READING TEXT:
╔══

Halloween II (1981) Review



Halloween II (1981)

Halloween II follows Laurie, who following the events of the first, is taken to the hospital where Michael tracks her down, slashing his way through the place in hopes to finish to the job. 


For a movie that was never meant to be made, I have to say, this is one of the better sequels in a franchise full of awful ones. It’s also the closest in tone and feel to the original, being the last time we’ll see Laurie for at least another 20 years. You could tell however, this was already on track to be a different movie 10 minutes in, replacing the quiet, atmospheric kills with a much more graphic and bloody style. While it delivers the occasional suspense, this chiller focuses more on generating a huge bodycount than actually trying to deliver any true horror. Aside from Laurie, Michael, and an updated synthesizer theme (that is growing on me, I’ll admit), much of the fingerprint that made the first so effective is gone, and replaced with a monotonous Michael who just trudges from scene to scene like a wraith. 


I still don’t really know how I feel about the revelation that Michael and Laurie are siblings (thus the reason why he’s so hellbent on killing her, after already offing one sister 15 years prior). It makes sense to set up the latter half of this film but it retcons the spontaneity of their random encounter at the start of the first. Loomis also becomes damn near insufferable this time around, as he is given a much bigger role of that is just an avenue for him to act utterly insane (and get Ben Tramer killed).

╚══

Source data
╔══

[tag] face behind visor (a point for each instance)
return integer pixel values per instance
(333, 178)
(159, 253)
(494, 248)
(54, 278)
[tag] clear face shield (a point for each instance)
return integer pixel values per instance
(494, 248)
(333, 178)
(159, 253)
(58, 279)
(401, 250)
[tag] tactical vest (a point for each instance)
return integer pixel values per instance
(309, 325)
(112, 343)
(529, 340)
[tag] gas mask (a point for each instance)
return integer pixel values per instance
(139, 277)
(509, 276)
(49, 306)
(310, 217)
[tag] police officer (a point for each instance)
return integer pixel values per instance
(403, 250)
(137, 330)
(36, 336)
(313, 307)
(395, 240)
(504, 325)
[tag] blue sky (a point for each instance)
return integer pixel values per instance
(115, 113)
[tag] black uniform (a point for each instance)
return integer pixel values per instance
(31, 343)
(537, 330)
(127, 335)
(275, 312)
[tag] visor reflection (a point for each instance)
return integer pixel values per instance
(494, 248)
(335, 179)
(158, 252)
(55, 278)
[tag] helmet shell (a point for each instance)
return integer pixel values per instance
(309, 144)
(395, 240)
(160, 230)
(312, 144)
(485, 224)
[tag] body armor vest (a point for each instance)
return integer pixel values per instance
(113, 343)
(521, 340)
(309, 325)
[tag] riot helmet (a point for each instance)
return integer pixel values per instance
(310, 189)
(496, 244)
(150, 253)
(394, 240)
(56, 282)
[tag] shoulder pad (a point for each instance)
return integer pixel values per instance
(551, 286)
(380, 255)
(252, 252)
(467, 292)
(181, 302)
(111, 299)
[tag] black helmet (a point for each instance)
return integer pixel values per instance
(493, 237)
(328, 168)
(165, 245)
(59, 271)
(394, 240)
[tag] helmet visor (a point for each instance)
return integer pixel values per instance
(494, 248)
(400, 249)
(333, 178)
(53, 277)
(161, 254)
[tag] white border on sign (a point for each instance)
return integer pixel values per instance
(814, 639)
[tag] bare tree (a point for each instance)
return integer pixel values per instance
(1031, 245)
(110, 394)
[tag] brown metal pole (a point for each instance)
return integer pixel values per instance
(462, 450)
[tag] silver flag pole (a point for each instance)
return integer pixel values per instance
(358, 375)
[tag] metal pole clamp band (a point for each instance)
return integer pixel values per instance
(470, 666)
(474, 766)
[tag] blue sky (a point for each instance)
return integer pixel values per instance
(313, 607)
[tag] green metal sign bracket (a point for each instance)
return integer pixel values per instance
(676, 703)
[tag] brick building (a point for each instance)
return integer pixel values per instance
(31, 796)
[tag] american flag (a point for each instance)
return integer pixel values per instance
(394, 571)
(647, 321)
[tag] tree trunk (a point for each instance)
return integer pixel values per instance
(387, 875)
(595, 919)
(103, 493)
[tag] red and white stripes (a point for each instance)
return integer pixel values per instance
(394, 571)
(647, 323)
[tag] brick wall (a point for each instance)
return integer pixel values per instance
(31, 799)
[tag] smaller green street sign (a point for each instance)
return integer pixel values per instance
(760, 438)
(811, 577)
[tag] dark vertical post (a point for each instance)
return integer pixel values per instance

╚══

WHAT YOU HAVE TO DO:
Reproduce everything in the Halloween II review from "Halloween II (1981) Review" down to "to the job.", word for word.

RESPONSE BOX:
Halloween II (1981) Review



Halloween II (1981)

Halloween II follows Laurie, who following the events of the first, is taken to the hospital where Michael tracks her down, slashing his way through the place in hopes to finish to the job.